Basic Orbital Mechanics Concepts

This guide covers the essential concepts of orbital mechanics that you’ll need to understand when working with astrodynamics tools, particularly KeepTrack. Whether you’re tracking satellites or analyzing orbits, these fundamentals will provide a solid foundation.

Orbital Elements

Each orbit is defined by six key elements:

Semi-major axis (a)
- Defines the size of the orbit
- Measured in kilometers
- Directly related to orbital period
Eccentricity (e)
- Defines the shape of the orbit
- 0 = perfect circle
- 1 = escape trajectory
- Common values: 0.0001 - 0.01 (LEO), 0.0 (GEO)
Inclination (i)
- Angle between orbital plane and equator
- Measured in degrees
- Common values:
  - 0° = equatorial orbit
  - 51.6° = ISS orbit
  - 98° = sun-synchronous orbit
Right Ascension of Ascending Node (Ω)
- Defines where orbit crosses equator going north
- Measured in degrees
- Changes due to Earth’s oblateness
Argument of Perigee (ω)
- Defines orientation of orbit in orbital plane
- Measured in degrees
- Important for elliptical orbits
True Anomaly (ν)
- Defines satellite’s position in orbit
- Measured in degrees
- Changes constantly as satellite moves

These elements define the size, shape, and orientation of an orbit in space at a given time. With that knowledge we can then predict the future positions of objects in orbit using propagation methods.

Practical Examples

Example 1: International Space Station

Semi-major axis: 6,785 km
Eccentricity: 0.0001
Inclination: 51.6°
RAAN: Changes daily
Argument of Perigee: Not significant (near circular)
Period: ~92 minutes

Example 2: GPS Satellite

Semi-major axis: 26,559 km
Eccentricity: 0.01
Inclination: 55°
RAAN: Varies by plane
Period: 12 hours

Common Orbits and Their Uses

Low Earth Orbit (LEO)

Description: Closest to Earth, typically circular or elliptical.
Altitude: 160-2000 km
Period: ~90 minutes
Uses: Earth observation, communications, human spaceflight
Examples: ISS, Starlink, Earth observation satellites

Medium Earth Orbit (MEO)

Description: Circular orbit between LEO and GEO.
Altitude: 2000-35,786 km
Period: 2-24 hours
Uses: Navigation, communication
Examples: GPS, Galileo, GLONASS

Geostationary Orbit (GEO)

Description: Circular orbit above the equator with a period of 24 hours.
Altitude: 35,786 km
Period: 24 hours
Uses: Communications, weather monitoring
Examples: GOES satellites, TV broadcast satellites

Highly Elliptical Orbit (HEO)

Description: Highly elliptical orbit with a high apogee and low perigee.
Altitude: Varies
Period: Varies
Uses: High-latitude communications
Examples: Molniya orbits

Sun-Synchronous Orbit (SSO)
● ● ● ● ●
**Directions:**
• A. Using only the orbital mechanics guide, decide whether each statement agrees with it: (i) the GPS satellite example lists an inclination of 55°; (ii) geostationary orbit is listed as used for navigation; (iii) an eccentricity of 0 corresponds to a perfect circle. Answer yes or no for each, quoting the deciding words.
• B. Extend the orbital mechanics guide onward from its last line.

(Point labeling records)
● ● ● ● ●
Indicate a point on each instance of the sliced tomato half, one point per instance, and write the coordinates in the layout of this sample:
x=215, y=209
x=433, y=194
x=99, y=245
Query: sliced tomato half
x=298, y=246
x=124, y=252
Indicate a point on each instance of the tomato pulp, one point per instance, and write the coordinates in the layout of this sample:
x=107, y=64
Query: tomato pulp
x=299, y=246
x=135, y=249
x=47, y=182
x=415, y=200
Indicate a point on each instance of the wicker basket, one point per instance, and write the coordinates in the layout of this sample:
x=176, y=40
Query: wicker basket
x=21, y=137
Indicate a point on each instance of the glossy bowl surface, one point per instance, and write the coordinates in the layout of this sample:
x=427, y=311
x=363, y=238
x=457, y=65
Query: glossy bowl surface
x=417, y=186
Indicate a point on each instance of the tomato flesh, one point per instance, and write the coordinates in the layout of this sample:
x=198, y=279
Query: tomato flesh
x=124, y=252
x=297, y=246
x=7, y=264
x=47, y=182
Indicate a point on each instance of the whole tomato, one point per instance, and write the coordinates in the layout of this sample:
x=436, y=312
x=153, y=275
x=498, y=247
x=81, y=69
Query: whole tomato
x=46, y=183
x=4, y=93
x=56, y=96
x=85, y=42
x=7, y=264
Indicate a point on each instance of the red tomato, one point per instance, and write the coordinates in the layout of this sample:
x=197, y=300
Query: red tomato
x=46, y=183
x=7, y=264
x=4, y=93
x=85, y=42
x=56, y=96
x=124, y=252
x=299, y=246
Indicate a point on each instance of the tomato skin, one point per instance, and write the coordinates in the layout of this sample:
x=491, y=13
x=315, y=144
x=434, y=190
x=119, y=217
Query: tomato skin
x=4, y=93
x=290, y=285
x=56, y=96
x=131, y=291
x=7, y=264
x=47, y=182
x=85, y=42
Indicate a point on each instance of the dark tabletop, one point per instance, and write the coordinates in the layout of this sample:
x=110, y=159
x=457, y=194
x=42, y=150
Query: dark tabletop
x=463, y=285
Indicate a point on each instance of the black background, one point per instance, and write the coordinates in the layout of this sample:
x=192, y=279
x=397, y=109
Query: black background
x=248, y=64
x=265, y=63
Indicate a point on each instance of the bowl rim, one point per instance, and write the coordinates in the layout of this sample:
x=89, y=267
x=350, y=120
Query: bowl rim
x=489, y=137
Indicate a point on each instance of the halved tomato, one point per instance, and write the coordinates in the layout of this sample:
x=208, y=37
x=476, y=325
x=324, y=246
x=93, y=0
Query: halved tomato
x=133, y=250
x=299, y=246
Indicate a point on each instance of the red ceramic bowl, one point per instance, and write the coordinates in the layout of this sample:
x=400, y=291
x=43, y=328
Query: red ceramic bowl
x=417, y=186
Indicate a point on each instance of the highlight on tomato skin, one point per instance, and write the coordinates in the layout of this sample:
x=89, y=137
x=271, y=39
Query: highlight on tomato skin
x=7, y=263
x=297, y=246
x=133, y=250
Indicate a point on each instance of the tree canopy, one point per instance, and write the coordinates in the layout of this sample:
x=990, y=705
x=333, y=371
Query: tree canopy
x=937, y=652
● ● ● ● ●
**Results by task:**
• A.
(i) Yes: "Inclination: 55°"
(ii) No: "Uses: Communications, weather monitoring"
(iii) Yes: "0 = perfect circle"

• B.
Description: Nearly polar orbit that passes over any given point of the Earth’s surface at the same local solar time.
Altitude: Varies
Period: Varies
Uses: Earth observation, climate monitoring
Examples: Landsat, Sentinel satellites

Perturbations

Common forces that affect orbits:

Earth’s oblateness (J2)
Atmospheric drag
Solar radiation pressure
Third-body effects (Moon, Sun)
Solar wind

Two-Line Element Sets (TLEs)

Rather than use Keplerian elements, KeepTrack uses Two-Line Element sets (TLEs) to describe satellite orbits. TLEs are a data format used to convey orbital information for Earth-orbiting objects:

TLEs consist of two 69-character lines of data that encode the orbital elements and other information about a satellite.
They include the satellite’s catalog number, classification, epoch time, orbital elements, and other parameters.
TLEs have been widely used for satellite tracking and orbit prediction since the 1960s.

Example TLE

ISS (ZARYA)
1 25544U 98067A   08264.51782528 -.00002182  00000-0 -11606-4 0  2927
2 25544  51.6416 247.4627 0006703 130.5360 325.0288 15.72125391563537

TLE Field Explanation

Let’s break down each field in the TLE:

Line 0 (Optional)

ISS (ZARYA)

This is the common name of the satellite. It’s not always present and is not used in calculations.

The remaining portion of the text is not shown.